**SUPPLIED DATA:**
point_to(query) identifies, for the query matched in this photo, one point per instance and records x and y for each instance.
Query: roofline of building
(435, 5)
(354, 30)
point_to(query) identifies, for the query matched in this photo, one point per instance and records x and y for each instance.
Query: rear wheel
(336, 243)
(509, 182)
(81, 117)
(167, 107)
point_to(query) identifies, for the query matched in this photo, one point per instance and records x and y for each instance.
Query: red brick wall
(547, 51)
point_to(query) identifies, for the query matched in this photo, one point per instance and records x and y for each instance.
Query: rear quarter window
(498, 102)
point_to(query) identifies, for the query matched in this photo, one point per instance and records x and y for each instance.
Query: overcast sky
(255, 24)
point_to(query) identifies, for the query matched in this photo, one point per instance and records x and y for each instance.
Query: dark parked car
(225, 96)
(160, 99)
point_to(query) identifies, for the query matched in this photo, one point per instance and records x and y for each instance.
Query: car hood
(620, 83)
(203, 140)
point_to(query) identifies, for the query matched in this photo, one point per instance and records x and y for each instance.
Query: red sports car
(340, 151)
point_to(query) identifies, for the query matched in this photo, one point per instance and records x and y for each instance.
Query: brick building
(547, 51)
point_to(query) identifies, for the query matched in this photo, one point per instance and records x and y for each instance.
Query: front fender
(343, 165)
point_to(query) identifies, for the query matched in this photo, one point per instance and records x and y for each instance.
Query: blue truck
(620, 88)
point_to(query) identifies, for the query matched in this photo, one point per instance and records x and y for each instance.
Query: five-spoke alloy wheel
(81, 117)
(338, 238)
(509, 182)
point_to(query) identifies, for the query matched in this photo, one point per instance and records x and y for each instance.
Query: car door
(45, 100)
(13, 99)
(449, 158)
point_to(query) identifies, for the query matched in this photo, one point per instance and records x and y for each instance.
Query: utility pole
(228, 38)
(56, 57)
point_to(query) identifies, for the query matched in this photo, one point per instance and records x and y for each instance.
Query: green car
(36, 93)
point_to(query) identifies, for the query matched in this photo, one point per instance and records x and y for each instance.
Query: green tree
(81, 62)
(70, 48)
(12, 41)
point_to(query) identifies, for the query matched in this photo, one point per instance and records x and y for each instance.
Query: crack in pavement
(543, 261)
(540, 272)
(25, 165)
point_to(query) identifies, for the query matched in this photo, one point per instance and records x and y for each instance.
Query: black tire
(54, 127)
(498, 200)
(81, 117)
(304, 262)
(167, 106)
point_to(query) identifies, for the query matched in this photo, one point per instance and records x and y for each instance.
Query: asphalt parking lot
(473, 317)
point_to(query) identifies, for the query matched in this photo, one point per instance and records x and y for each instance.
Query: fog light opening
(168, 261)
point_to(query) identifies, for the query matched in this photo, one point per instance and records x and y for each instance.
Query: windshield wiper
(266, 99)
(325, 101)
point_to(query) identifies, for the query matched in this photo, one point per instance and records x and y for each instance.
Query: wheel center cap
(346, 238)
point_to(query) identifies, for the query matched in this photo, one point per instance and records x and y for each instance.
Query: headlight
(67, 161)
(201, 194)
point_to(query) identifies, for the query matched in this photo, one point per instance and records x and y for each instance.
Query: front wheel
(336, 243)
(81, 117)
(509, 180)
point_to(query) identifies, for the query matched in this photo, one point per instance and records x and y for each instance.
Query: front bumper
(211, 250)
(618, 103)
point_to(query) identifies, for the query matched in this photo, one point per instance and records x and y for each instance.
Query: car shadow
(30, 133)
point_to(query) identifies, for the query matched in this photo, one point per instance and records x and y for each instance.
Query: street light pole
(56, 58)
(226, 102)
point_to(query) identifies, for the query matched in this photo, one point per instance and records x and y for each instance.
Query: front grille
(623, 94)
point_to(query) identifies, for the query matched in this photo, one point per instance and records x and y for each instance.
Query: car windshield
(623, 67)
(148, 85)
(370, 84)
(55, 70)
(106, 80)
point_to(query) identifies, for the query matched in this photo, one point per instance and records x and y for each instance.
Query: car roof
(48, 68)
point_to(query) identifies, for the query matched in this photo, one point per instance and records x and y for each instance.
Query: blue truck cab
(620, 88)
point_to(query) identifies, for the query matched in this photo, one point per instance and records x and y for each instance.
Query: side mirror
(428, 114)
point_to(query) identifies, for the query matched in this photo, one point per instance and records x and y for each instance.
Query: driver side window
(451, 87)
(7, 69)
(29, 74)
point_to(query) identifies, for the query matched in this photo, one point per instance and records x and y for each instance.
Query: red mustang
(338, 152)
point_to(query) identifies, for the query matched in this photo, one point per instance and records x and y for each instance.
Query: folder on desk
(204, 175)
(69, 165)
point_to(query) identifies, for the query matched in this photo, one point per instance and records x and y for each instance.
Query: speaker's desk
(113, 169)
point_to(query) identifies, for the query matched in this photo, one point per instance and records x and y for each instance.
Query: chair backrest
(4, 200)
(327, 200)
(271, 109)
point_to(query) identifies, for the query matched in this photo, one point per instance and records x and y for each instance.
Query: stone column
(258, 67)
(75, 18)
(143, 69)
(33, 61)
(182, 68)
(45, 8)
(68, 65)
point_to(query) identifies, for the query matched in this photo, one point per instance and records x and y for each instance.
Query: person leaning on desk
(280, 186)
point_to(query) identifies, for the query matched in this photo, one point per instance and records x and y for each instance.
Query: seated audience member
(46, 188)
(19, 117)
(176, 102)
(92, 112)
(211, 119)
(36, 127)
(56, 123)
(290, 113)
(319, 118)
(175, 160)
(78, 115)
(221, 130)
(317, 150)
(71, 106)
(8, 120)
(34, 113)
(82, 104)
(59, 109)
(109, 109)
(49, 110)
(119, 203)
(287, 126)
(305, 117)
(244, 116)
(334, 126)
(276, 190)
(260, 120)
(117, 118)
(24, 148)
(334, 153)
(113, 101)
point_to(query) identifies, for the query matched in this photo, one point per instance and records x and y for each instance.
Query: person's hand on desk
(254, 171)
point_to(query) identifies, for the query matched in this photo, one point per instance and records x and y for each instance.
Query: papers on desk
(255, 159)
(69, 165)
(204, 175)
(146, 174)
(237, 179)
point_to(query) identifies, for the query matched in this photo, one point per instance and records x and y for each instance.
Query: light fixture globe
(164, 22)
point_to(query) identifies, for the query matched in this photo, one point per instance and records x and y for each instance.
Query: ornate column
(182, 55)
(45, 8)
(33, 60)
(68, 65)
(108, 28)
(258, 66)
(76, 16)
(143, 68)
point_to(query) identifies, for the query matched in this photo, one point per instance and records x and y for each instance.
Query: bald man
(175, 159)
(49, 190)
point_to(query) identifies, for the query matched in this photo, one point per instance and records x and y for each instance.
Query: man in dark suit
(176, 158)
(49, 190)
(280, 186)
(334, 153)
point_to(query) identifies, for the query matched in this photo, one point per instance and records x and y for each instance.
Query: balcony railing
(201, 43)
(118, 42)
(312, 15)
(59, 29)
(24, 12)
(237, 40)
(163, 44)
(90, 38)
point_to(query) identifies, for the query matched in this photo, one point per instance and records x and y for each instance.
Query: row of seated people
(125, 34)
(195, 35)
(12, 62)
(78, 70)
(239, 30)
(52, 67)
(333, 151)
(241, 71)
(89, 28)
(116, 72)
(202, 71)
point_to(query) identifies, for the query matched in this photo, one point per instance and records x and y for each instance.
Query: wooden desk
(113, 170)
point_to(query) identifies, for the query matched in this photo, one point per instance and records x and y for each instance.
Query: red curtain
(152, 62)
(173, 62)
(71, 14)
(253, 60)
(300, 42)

**PROBLEM TO WORK ON:**
A verbatim copy of every entry is required.

**TASK OUTPUT:**
point_to(query) identifies, for the query matched in this photo, one point per instance and records x and y for each instance.
Query: roofline of building
(435, 5)
(354, 30)
point_to(query) identifies, for the query matched in this photo, one point per instance and records x and y for each instance.
Query: rear wheel
(336, 243)
(509, 182)
(81, 117)
(167, 107)
point_to(query) identifies, for the query matched in this photo, one point per instance and records x and y for each instance.
Query: red brick wall
(547, 51)
point_to(query) identifies, for the query matched in this photo, one point per instance and records x and y for each instance.
Query: rear quarter window
(498, 102)
point_to(query) identifies, for the query matched in this photo, one point per instance and records x and y for each instance.
Query: overcast sky
(255, 24)
point_to(query) identifies, for the query matched in this photo, one point per instance and records x and y for each instance.
Query: dark parked car
(225, 96)
(160, 99)
point_to(query) identifies, for the query matched in this photo, one point per instance and records x and y for each instance.
Query: car hood
(620, 83)
(203, 140)
point_to(query) identifies, for the query matched in this photo, one point per instance and records x and y for each instance.
Query: red sports car
(340, 151)
point_to(query) identifies, for the query matched in this photo, one point per instance and records x and y for each instance.
Query: brick building
(547, 51)
point_to(query) identifies, for the query matched in this photo, one point per instance and records x and y for each instance.
Query: front fender
(343, 165)
point_to(query) identifies, for the query matched in this photo, one point per instance and records x and y for each instance.
Query: blue truck
(620, 88)
point_to(query) identifies, for the query matched in this photo, one point per instance and records x and y for each instance.
Query: five-spoke alloy wheel
(81, 117)
(338, 238)
(509, 182)
point_to(query) identifies, for the query matched in this photo, one point per instance and records x and y for each instance.
Query: car door
(45, 100)
(13, 99)
(449, 158)
point_to(query) identifies, for the query matched in this photo, one point per instance and records x and y for each instance.
Query: utility pole
(228, 38)
(56, 57)
point_to(query) identifies, for the query matched in this photo, one point per instance and records x and y for each instance.
Query: green car
(36, 93)
point_to(query) identifies, for the query matched in this photo, one point per instance and records x and y for each instance.
Query: green tree
(81, 62)
(70, 48)
(12, 41)
point_to(query) identifies, for the query matched in this photo, one point per instance and records x and y for each instance.
Query: crack in pavement
(543, 261)
(540, 272)
(25, 165)
point_to(query) identifies, for the query matched in this photo, one point per instance and records x and y for each instance.
Query: black tire
(54, 127)
(498, 200)
(81, 117)
(304, 262)
(167, 106)
point_to(query) identifies, for the query matched in this photo, one point per instance and records x and y for each instance.
Query: asphalt parking lot
(473, 317)
point_to(query) identifies, for the query matched in this photo, one point per instance and records x and y for each instance.
Query: fog light opening
(168, 261)
point_to(query) identifies, for the query matched in this photo, one point per instance and records x and y for each instance.
Query: windshield wiper
(266, 99)
(325, 101)
point_to(query) identifies, for the query matched in this photo, one point per instance and records x and y for each instance.
Query: wheel center cap
(346, 238)
point_to(query) identifies, for the query matched in this photo, one point per instance and records x and y for each instance.
Query: headlight
(67, 161)
(201, 194)
point_to(query) identifies, for the query matched in this photo, one point per instance and records x and y for each instance.
Query: front wheel
(336, 243)
(81, 117)
(509, 180)
point_to(query) identifies, for the query matched in this photo, one point per instance and records x and y for each instance.
Query: front bumper
(211, 250)
(618, 103)
point_to(query) identifies, for the query matched in this photo, one point per instance and records x and y for each instance.
Query: car shadow
(30, 133)
point_to(query) identifies, for the query matched in this photo, one point per instance and records x and y for each instance.
Query: street light pole
(56, 58)
(226, 102)
point_to(query) identifies, for the query matched in this photo, one point per instance and records x and y for each instance.
Query: front grille
(623, 94)
point_to(query) identifies, for the query matched in this photo, one point per instance and records x and y for each instance.
Query: car windshield
(623, 67)
(148, 85)
(370, 84)
(55, 70)
(106, 80)
point_to(query) identifies, for the query matched in this photo, one point per instance and records x and y for each instance.
Query: car roof
(48, 68)
point_to(query) identifies, for the query matched in this photo, one point per instance and records x and y for each instance.
Query: blue truck cab
(620, 88)
point_to(query) identifies, for the query matched in this photo, one point per instance and records x and y for each instance.
Query: side mirror
(428, 114)
point_to(query) identifies, for the query matched in this photo, one point per instance and records x and y for each instance.
Query: driver side window
(451, 87)
(7, 69)
(29, 74)
point_to(query) identifies, for the query matched in this photo, one point per instance and records x and y for each instance.
Query: red mustang
(338, 152)
point_to(query) identifies, for the query matched in this photo, one point per instance and records x and y for each instance.
Query: folder on desk
(204, 175)
(69, 165)
point_to(query) identifies, for the query matched in this photo, one point per instance and records x and y for each instance.
Query: speaker's desk
(113, 169)
point_to(query) identifies, for the query matched in this photo, one point per instance and records x and y for each instance.
Query: chair backrest
(4, 200)
(327, 200)
(271, 109)
point_to(query) identifies, for the query matched in this photo, one point per instance and records x and y for each instance.
Query: stone column
(258, 67)
(75, 18)
(143, 69)
(33, 61)
(182, 68)
(45, 8)
(68, 65)
point_to(query) identifies, for the query matched in this photo, one point per instance and records x and y for each instance.
Query: person leaning on desk
(280, 186)
point_to(query) identifies, for the query matched in this photo, one point per instance and records x and y for each instance.
Query: seated audience member
(46, 188)
(19, 117)
(176, 102)
(92, 112)
(211, 119)
(36, 127)
(56, 123)
(290, 113)
(319, 118)
(175, 160)
(78, 115)
(221, 130)
(317, 150)
(71, 106)
(8, 120)
(34, 113)
(82, 104)
(59, 109)
(109, 109)
(49, 110)
(119, 203)
(287, 126)
(305, 117)
(244, 116)
(334, 126)
(276, 190)
(260, 120)
(117, 118)
(24, 148)
(334, 153)
(113, 101)
point_to(query) identifies, for the query matched in this photo, one point per instance and records x and y for each instance.
Query: person's hand on desk
(254, 171)
point_to(query) identifies, for the query matched in this photo, one point per instance and records x and y for each instance.
Query: papers on desk
(255, 159)
(69, 165)
(204, 175)
(146, 174)
(237, 179)
point_to(query) identifies, for the query matched in this photo, one point per instance and records x and y for each instance.
Query: light fixture globe
(164, 22)
point_to(query) identifies, for the query matched in this photo, one point per instance and records x and y for each instance.
Query: ornate column
(182, 55)
(45, 8)
(33, 60)
(68, 65)
(108, 28)
(258, 66)
(76, 16)
(143, 68)
point_to(query) identifies, for the query matched in this photo, one point per instance and records x and y for each instance.
Query: bald man
(175, 159)
(49, 190)
point_to(query) identifies, for the query matched in this photo, one point per instance and records x and y for each instance.
Query: man in dark suit
(176, 158)
(49, 190)
(280, 186)
(334, 153)
point_to(query) identifies, for the query matched in this photo, one point per instance and records x and y for each instance.
Query: balcony railing
(201, 43)
(118, 42)
(312, 15)
(59, 29)
(24, 12)
(237, 40)
(163, 44)
(90, 38)
point_to(query) identifies, for the query matched in this photo, one point per instance and records x and y for each instance.
Query: row of seated people
(125, 34)
(195, 35)
(12, 62)
(78, 70)
(239, 30)
(52, 67)
(333, 151)
(241, 71)
(89, 28)
(116, 72)
(202, 71)
point_to(query) identifies, for the query matched in this photo, one point per instance and records x and y for each instance.
Query: wooden desk
(113, 170)
point_to(query) identifies, for the query matched in this photo, one point per instance and records x and y for each instance.
Query: red curtain
(152, 62)
(173, 62)
(71, 14)
(253, 60)
(300, 42)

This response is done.